__Exercise data__.
>>

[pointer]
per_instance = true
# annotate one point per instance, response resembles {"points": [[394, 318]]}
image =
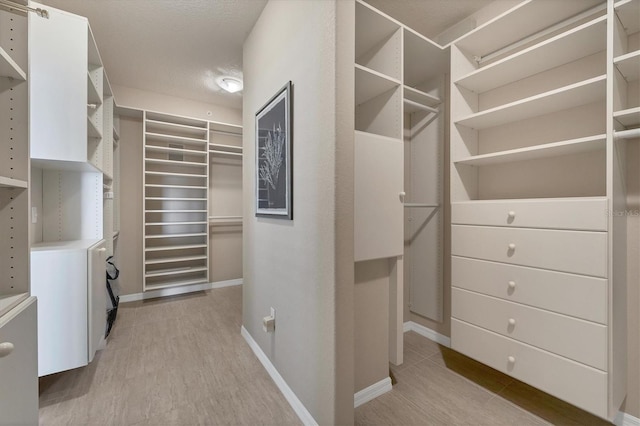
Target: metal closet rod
{"points": [[22, 8]]}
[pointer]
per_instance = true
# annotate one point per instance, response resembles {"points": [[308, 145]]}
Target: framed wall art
{"points": [[274, 196]]}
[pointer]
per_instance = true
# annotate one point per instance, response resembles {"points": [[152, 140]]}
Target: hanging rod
{"points": [[23, 8], [435, 206], [541, 33], [628, 134]]}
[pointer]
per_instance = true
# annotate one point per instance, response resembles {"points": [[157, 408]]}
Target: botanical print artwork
{"points": [[273, 157]]}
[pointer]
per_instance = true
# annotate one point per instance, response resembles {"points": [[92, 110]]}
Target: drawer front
{"points": [[582, 386], [567, 251], [578, 214], [576, 295], [579, 340]]}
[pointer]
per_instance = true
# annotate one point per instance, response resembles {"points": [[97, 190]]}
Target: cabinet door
{"points": [[19, 368], [379, 180], [58, 86], [97, 297]]}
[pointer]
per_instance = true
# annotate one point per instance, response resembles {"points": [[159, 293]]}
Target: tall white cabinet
{"points": [[71, 131], [18, 313], [537, 181]]}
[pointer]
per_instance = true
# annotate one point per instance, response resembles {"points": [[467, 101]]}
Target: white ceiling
{"points": [[174, 47], [429, 17], [179, 47]]}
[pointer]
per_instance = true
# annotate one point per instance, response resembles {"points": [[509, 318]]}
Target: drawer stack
{"points": [[538, 238], [529, 293]]}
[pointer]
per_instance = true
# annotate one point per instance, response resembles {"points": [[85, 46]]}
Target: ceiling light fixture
{"points": [[230, 84]]}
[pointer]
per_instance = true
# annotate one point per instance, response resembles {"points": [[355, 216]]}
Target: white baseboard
{"points": [[624, 419], [172, 291], [289, 395], [372, 392], [427, 332]]}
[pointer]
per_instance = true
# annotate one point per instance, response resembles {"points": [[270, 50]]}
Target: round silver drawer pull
{"points": [[5, 349]]}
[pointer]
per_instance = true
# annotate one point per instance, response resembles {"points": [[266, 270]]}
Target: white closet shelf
{"points": [[420, 97], [162, 260], [569, 46], [174, 199], [629, 65], [174, 283], [7, 182], [225, 128], [153, 185], [176, 271], [574, 95], [171, 138], [189, 131], [628, 117], [187, 235], [370, 83], [174, 174], [155, 148], [10, 301], [555, 149], [221, 146], [373, 28], [176, 211], [627, 134], [65, 245], [421, 205], [225, 220], [229, 153], [174, 162], [628, 11], [519, 22], [175, 247], [92, 129], [92, 91], [174, 223], [417, 47], [9, 68]]}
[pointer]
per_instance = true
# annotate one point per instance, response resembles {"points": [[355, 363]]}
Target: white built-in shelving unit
{"points": [[535, 96], [73, 170], [18, 328], [176, 175]]}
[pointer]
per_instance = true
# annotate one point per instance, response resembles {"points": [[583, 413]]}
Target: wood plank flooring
{"points": [[182, 361]]}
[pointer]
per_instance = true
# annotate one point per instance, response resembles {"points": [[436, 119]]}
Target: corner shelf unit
{"points": [[14, 162], [537, 95], [176, 174]]}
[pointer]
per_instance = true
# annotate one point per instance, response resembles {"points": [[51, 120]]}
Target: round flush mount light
{"points": [[230, 84]]}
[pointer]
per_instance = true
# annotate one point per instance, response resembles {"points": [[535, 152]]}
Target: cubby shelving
{"points": [[527, 179], [176, 172]]}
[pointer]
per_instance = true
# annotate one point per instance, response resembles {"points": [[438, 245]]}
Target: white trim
{"points": [[428, 333], [289, 395], [624, 419], [172, 291], [372, 392]]}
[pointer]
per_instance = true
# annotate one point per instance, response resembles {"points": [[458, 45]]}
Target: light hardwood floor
{"points": [[182, 361]]}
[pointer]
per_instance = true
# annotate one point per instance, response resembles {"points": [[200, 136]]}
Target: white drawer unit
{"points": [[567, 251], [570, 294], [578, 384], [579, 340], [578, 214]]}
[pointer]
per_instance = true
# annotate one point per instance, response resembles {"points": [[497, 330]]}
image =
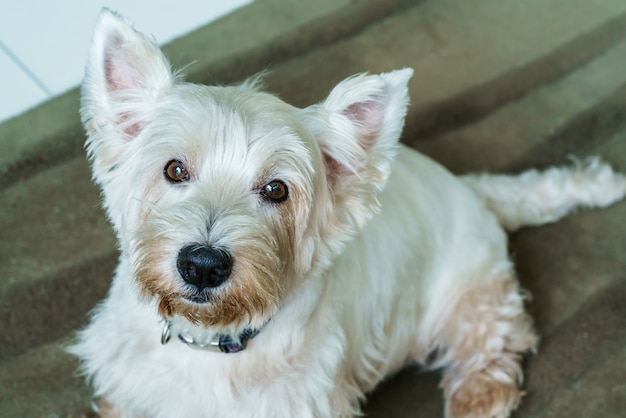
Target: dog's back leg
{"points": [[538, 197], [479, 340]]}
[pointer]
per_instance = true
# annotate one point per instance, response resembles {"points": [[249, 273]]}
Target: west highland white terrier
{"points": [[280, 262]]}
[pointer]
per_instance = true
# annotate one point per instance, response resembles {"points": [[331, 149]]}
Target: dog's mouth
{"points": [[199, 297]]}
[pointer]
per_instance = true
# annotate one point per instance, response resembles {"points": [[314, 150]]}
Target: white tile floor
{"points": [[43, 44]]}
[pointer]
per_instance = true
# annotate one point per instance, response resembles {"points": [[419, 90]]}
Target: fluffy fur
{"points": [[378, 257]]}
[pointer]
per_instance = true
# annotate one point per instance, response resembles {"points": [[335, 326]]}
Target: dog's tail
{"points": [[538, 197]]}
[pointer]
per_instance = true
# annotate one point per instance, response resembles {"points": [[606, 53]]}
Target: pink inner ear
{"points": [[121, 75], [118, 69], [368, 117]]}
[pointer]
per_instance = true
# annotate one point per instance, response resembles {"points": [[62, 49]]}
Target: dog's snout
{"points": [[204, 266]]}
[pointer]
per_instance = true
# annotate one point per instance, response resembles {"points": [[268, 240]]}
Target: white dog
{"points": [[280, 262]]}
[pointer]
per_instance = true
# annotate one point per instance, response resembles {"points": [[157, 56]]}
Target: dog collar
{"points": [[221, 343]]}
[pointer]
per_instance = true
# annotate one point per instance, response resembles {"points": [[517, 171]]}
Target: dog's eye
{"points": [[176, 172], [275, 191]]}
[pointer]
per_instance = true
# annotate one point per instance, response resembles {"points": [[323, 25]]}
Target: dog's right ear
{"points": [[125, 74]]}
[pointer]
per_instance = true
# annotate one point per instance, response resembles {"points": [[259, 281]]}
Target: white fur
{"points": [[385, 254]]}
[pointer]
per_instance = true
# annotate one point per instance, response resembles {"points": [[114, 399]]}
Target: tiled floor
{"points": [[43, 44]]}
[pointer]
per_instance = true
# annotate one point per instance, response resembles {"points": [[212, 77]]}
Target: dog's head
{"points": [[225, 199]]}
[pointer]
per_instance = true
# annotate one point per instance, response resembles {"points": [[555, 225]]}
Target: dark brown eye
{"points": [[176, 172], [275, 191]]}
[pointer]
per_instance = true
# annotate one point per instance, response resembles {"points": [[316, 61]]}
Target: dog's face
{"points": [[225, 199]]}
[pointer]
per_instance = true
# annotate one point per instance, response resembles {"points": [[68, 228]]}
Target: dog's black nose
{"points": [[203, 266]]}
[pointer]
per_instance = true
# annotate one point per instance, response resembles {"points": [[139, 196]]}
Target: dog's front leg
{"points": [[482, 343]]}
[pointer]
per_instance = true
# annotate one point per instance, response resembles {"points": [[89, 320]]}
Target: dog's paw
{"points": [[481, 396]]}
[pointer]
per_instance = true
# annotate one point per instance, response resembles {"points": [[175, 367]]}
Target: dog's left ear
{"points": [[357, 128]]}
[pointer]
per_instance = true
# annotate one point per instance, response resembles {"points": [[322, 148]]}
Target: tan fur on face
{"points": [[252, 290], [263, 272]]}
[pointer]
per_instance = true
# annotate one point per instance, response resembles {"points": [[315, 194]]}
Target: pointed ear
{"points": [[357, 128], [125, 74]]}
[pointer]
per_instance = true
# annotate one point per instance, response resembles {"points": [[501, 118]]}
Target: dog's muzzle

<<

__Directions__.
Write out the entries again, exactly as given, skipping any images.

__The reply__.
[pointer]
per_instance = true
# annotate one point per instance, response resembles {"points": [[394, 318]]}
image =
Target: metal closet rod
{"points": [[22, 8]]}
[pointer]
per_instance = true
# annotate one point per instance, response resembles {"points": [[308, 145]]}
Target: framed wall art
{"points": [[274, 196]]}
[pointer]
per_instance = true
# annotate one point per instance, response resembles {"points": [[152, 140]]}
Target: hanging rod
{"points": [[23, 8], [435, 206], [541, 33], [628, 134]]}
[pointer]
per_instance = true
# annotate one point per instance, response resembles {"points": [[157, 408]]}
Target: botanical print artwork
{"points": [[273, 157]]}
[pointer]
per_instance = true
# annotate one point per instance, response resembles {"points": [[92, 110]]}
Target: drawer front
{"points": [[582, 386], [567, 251], [578, 214], [576, 295], [579, 340]]}
[pointer]
per_instance = true
# annotate one point per instance, response resembles {"points": [[97, 190]]}
Target: cabinet door
{"points": [[19, 368], [379, 180], [58, 86], [97, 297]]}
[pointer]
per_instance = true
# annotate one point per instance, response resembles {"points": [[159, 293]]}
Target: tall white cabinet
{"points": [[71, 131], [18, 313], [537, 181]]}
[pointer]
per_instance = true
# annotate one point per instance, response resembles {"points": [[467, 101]]}
Target: white ceiling
{"points": [[174, 47], [429, 17], [179, 47]]}
[pointer]
per_instance = true
# annotate one point per instance, response resembles {"points": [[509, 318]]}
Target: drawer stack
{"points": [[538, 238], [529, 293]]}
[pointer]
per_instance = true
# annotate one point per instance, response resembles {"points": [[85, 46]]}
Target: ceiling light fixture
{"points": [[230, 84]]}
[pointer]
per_instance = true
# annotate one point per instance, response resembles {"points": [[355, 216]]}
Target: white baseboard
{"points": [[624, 419], [172, 291], [289, 395], [372, 392], [427, 332]]}
[pointer]
per_instance = true
# annotate one point per instance, response resembles {"points": [[270, 50]]}
Target: round silver drawer pull
{"points": [[5, 349]]}
[pointer]
per_instance = true
# annotate one point per instance, response resembles {"points": [[266, 270]]}
Target: white closet shelf
{"points": [[420, 97], [162, 260], [569, 46], [174, 199], [629, 65], [174, 283], [7, 182], [225, 128], [153, 185], [176, 271], [574, 95], [171, 138], [189, 131], [628, 117], [187, 235], [370, 83], [174, 174], [155, 148], [10, 301], [555, 149], [221, 146], [373, 28], [176, 211], [627, 134], [65, 245], [421, 205], [225, 220], [229, 153], [174, 162], [628, 11], [519, 22], [175, 247], [92, 129], [92, 91], [174, 223], [417, 47], [9, 68]]}
[pointer]
per_instance = true
# annotate one point per instance, response resembles {"points": [[355, 363]]}
Target: white built-in shelving unit
{"points": [[535, 96], [73, 170], [18, 328], [176, 175]]}
[pointer]
per_instance = true
# annotate one point per instance, response resembles {"points": [[583, 413]]}
Target: wood plank flooring
{"points": [[182, 361]]}
[pointer]
per_instance = true
# annotate one point per instance, response resembles {"points": [[436, 119]]}
Target: corner shelf unit
{"points": [[14, 162], [537, 95], [176, 174]]}
[pointer]
per_instance = true
# annotate one point per instance, response resembles {"points": [[51, 120]]}
Target: round flush mount light
{"points": [[230, 84]]}
[pointer]
per_instance = true
# annotate one point per instance, response resembles {"points": [[535, 152]]}
Target: cubby shelving
{"points": [[527, 179], [176, 172]]}
[pointer]
per_instance = true
# annotate one point per instance, response resembles {"points": [[438, 245]]}
Target: white trim
{"points": [[428, 333], [289, 395], [624, 419], [172, 291], [372, 392]]}
[pointer]
per_instance = true
# annotate one point per instance, response resembles {"points": [[458, 45]]}
Target: light hardwood floor
{"points": [[182, 361]]}
[pointer]
per_instance = true
# annotate one point per instance, response resembles {"points": [[200, 136]]}
Target: white drawer unit
{"points": [[567, 251], [570, 294], [578, 384], [579, 340], [578, 214]]}
[pointer]
per_instance = true
# annotate one point per instance, response resembles {"points": [[497, 330]]}
image =
Target: dog's back leg
{"points": [[538, 197], [479, 340]]}
[pointer]
per_instance = true
# annotate one point per instance, response resembles {"points": [[249, 273]]}
Target: west highland white terrier
{"points": [[280, 262]]}
[pointer]
per_instance = true
# annotate one point per instance, response resembles {"points": [[331, 149]]}
Target: dog's mouth
{"points": [[199, 297]]}
[pointer]
per_instance = true
# annotate one point per instance, response resembles {"points": [[314, 150]]}
Target: white tile floor
{"points": [[43, 44]]}
[pointer]
per_instance = true
# annotate one point per instance, response resembles {"points": [[419, 90]]}
Target: fluffy fur
{"points": [[378, 257]]}
[pointer]
per_instance = true
# annotate one point per instance, response resembles {"points": [[335, 326]]}
Target: dog's tail
{"points": [[538, 197]]}
[pointer]
per_instance = true
# annotate one point per instance, response resembles {"points": [[606, 53]]}
Target: pink inner ear
{"points": [[121, 75], [118, 69], [368, 117]]}
[pointer]
per_instance = true
# annotate one point per instance, response resembles {"points": [[62, 49]]}
Target: dog's snout
{"points": [[204, 266]]}
[pointer]
per_instance = true
# annotate one point per instance, response resembles {"points": [[268, 240]]}
Target: white dog
{"points": [[280, 262]]}
[pointer]
per_instance = true
# annotate one point per instance, response resembles {"points": [[157, 56]]}
Target: dog collar
{"points": [[221, 343]]}
[pointer]
per_instance = true
# annotate one point per instance, response resembles {"points": [[517, 171]]}
Target: dog's eye
{"points": [[176, 172], [275, 191]]}
[pointer]
per_instance = true
# annotate one point per instance, response resembles {"points": [[323, 25]]}
Target: dog's right ear
{"points": [[125, 74]]}
[pointer]
per_instance = true
# annotate one point per instance, response resembles {"points": [[259, 281]]}
Target: white fur
{"points": [[385, 254]]}
[pointer]
per_instance = true
# annotate one point per instance, response resembles {"points": [[114, 399]]}
Target: tiled floor
{"points": [[43, 44]]}
[pointer]
per_instance = true
# annotate one point per instance, response resembles {"points": [[212, 77]]}
Target: dog's head
{"points": [[225, 199]]}
[pointer]
per_instance = true
# annotate one point per instance, response resembles {"points": [[555, 225]]}
Target: dark brown eye
{"points": [[176, 172], [275, 191]]}
[pointer]
per_instance = true
# annotate one point per instance, response resembles {"points": [[316, 61]]}
Target: dog's face
{"points": [[225, 199]]}
[pointer]
per_instance = true
# annotate one point per instance, response resembles {"points": [[68, 228]]}
Target: dog's black nose
{"points": [[203, 266]]}
[pointer]
per_instance = true
# annotate one point per instance, response resembles {"points": [[139, 196]]}
Target: dog's front leg
{"points": [[482, 343]]}
[pointer]
per_instance = true
# annotate one point per instance, response resembles {"points": [[89, 320]]}
Target: dog's paw
{"points": [[481, 396]]}
[pointer]
per_instance = true
# annotate one point per instance, response resembles {"points": [[175, 367]]}
Target: dog's left ear
{"points": [[357, 128]]}
[pointer]
per_instance = true
# annotate one point per instance, response resembles {"points": [[322, 148]]}
Target: tan fur on face
{"points": [[252, 290], [263, 272]]}
[pointer]
per_instance = true
# annotate one point per instance, response resembles {"points": [[315, 194]]}
Target: pointed ear
{"points": [[357, 128], [125, 74]]}
[pointer]
per_instance = true
# annotate one point per instance, response resembles {"points": [[501, 118]]}
Target: dog's muzzle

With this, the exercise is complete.